▶ [JOB]:
Rewrite the stretch from the start of the records through the line containing "[[99, 261, 644, 361]]", requests included, with every pixel coordinate in the responses multiplied by 0.35 and rounded to a whole number, halves rounding up. Leave the pictures out.

>> Start SUPPLIED RECORDS

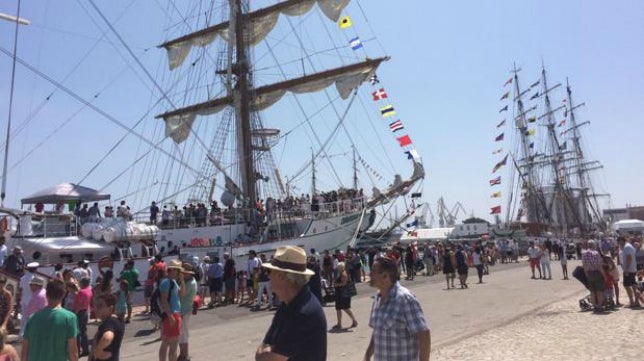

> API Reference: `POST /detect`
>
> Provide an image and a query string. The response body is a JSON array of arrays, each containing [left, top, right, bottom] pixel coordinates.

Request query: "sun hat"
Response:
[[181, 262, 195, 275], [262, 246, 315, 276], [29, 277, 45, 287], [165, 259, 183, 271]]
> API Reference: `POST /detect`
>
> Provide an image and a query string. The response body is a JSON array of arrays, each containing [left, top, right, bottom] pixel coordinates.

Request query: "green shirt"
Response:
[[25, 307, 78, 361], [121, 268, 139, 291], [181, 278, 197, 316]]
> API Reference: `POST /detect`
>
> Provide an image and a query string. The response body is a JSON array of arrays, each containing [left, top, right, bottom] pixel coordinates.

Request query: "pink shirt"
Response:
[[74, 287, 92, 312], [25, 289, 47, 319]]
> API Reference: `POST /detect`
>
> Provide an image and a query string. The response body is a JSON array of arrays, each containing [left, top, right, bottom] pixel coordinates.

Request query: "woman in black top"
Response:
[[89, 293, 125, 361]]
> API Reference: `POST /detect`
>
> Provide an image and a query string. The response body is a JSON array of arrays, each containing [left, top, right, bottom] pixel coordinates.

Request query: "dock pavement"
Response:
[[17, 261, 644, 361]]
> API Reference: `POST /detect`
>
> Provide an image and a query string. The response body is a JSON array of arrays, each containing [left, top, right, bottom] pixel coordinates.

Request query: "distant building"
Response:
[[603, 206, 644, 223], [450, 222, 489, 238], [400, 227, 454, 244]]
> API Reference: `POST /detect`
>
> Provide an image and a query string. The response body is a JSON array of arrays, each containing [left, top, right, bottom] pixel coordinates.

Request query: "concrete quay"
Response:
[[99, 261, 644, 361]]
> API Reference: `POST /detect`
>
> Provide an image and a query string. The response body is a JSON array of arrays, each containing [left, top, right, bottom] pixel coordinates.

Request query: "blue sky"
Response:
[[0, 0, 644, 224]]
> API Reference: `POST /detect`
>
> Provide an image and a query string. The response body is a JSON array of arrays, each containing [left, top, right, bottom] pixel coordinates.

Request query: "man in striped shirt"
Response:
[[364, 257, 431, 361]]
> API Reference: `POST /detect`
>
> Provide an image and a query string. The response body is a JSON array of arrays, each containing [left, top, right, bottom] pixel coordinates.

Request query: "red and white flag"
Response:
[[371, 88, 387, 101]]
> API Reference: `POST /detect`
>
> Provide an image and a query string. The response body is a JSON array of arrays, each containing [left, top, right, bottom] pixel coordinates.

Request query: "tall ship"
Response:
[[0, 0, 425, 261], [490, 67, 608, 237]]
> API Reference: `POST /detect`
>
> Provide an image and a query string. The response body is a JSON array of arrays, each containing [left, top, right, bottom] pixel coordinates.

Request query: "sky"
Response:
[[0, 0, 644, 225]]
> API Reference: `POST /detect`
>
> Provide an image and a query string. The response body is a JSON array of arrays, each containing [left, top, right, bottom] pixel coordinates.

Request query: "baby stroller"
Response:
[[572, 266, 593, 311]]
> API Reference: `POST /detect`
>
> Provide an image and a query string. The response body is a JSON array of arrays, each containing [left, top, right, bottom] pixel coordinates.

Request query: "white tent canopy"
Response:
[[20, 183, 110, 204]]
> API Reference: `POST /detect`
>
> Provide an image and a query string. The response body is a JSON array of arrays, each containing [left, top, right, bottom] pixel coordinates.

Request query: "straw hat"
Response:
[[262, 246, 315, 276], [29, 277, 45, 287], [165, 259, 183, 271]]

>> End SUPPLIED RECORDS

▶ [ANSWER FOR THIS EXERCISE]:
> API Reference: `POST /detect`
>
> Provide an image and a query string. The response body is a JSON array of arrays, each containing [left, top, right, bottom] pixel coordinates.

Request query: "sun hat"
Response:
[[63, 92, 68, 96], [92, 86, 110, 97], [10, 97, 16, 100], [58, 91, 64, 95]]
> API Reference: `POST /detect`
>
> Provide an image and a query string. The response body is a JSON array of arrays, each containing [left, top, right, bottom] pixel coordinates.

Request query: "green shirt"
Response:
[[9, 107, 27, 126], [42, 94, 49, 102], [63, 97, 69, 111]]
> API Reference: `POST /detect`
>
> Provide an image and a query string. The response body is a JSON array of arrays, each containing [left, top, right, bottom] pixel coordinates.

Request query: "pink shirt"
Response:
[[26, 100, 32, 109], [9, 101, 16, 112]]
> API Reference: `POST /detect`
>
> Provide an image and a query string. The response body is a JSON array of arrays, each containing [left, top, right, bottom] pixel coordinates.

Request query: "woman in black top"
Response:
[[31, 103, 44, 126]]
> API Reference: `POST /detect`
>
> Provide an image and a query string. The response body is a JSON array of arrays, each containing [left, top, right, bottom] pixel coordinates.

Request query: "dock pavement"
Response:
[[6, 91, 225, 126]]
> API Reference: `POST /detect`
>
> Provide an image and a query string. The response body is a JSON array of arrays, each containing [left, top, right, bottom] pixel coordinates.

Request query: "distant building"
Response:
[[211, 72, 225, 78], [158, 78, 171, 83], [140, 79, 159, 85]]
> API Reference: `POST /detect`
>
> Provide an image and a query string. The response body is a JSON array of arrays, each containing [left, top, right, bottom] pixel coordinates.

Request query: "concrete quay"
Response:
[[35, 91, 225, 126]]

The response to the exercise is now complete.